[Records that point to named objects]
•••••

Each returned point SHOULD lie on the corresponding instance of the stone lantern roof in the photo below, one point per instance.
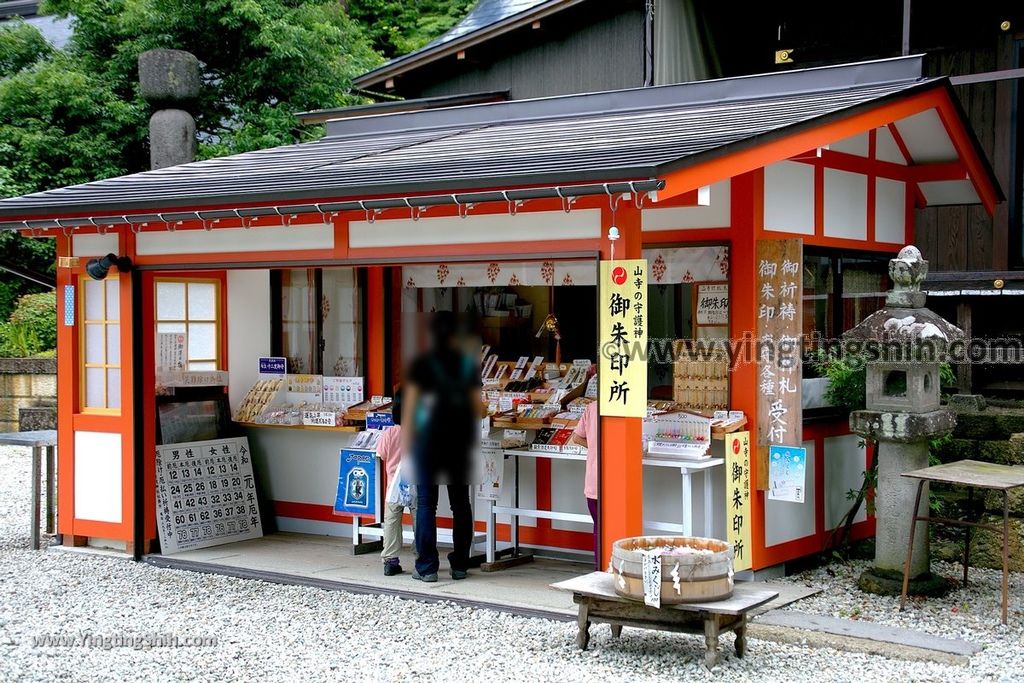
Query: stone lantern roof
(905, 322)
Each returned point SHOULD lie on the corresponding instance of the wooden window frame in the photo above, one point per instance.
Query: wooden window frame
(217, 321)
(85, 366)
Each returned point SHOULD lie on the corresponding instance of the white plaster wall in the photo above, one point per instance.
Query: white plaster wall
(855, 144)
(844, 463)
(890, 210)
(97, 476)
(231, 240)
(788, 521)
(886, 147)
(94, 245)
(248, 329)
(926, 137)
(716, 214)
(845, 205)
(481, 228)
(788, 199)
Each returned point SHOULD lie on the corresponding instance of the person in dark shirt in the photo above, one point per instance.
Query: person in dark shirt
(440, 426)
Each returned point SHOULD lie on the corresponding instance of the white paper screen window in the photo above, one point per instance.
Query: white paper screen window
(192, 306)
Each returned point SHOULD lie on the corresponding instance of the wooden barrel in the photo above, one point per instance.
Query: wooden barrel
(702, 565)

•••••

## WHAT IS ASKED
Format every line of the entries above as a JSON list of strings, one string per line, skipping blank lines and leaving out the pictures.

## FINAL ANSWER
[
  "Each returned point SHOULD lie on the corresponding instance of the stone lantern roof in the photo below, one point per instance.",
  "Query: stone lantern roof",
  "(905, 322)",
  "Each returned point SHOULD lie on the corresponding instance of the wooden window frame in the photo above, one point per instance.",
  "Query: wooden window frame",
  "(217, 321)",
  "(85, 366)",
  "Each returned point SHOULD lie on the corresponding instance of the white plaster wall in the photo above, one point per instance.",
  "Query: white plaster wall",
  "(855, 144)",
  "(844, 463)",
  "(890, 210)",
  "(97, 476)",
  "(231, 240)",
  "(788, 521)",
  "(886, 147)",
  "(94, 245)",
  "(248, 329)",
  "(926, 137)",
  "(716, 214)",
  "(845, 205)",
  "(481, 228)",
  "(788, 199)",
  "Each returned point SHOULD lie on the corresponding instance of the person in dark shirt in the photo above, one point per instance.",
  "Query: person in dark shirt",
  "(440, 426)",
  "Each returned point SHOULD lie on the corresponding instance of the white paper screen window in the photo above, one point per instance.",
  "Query: white paper screen window",
  "(192, 306)",
  "Each returned point SHOULD lie on the corresponding instance of the wooden barrel in the photo above, one point per instance.",
  "Query: wooden barrel",
  "(702, 565)"
]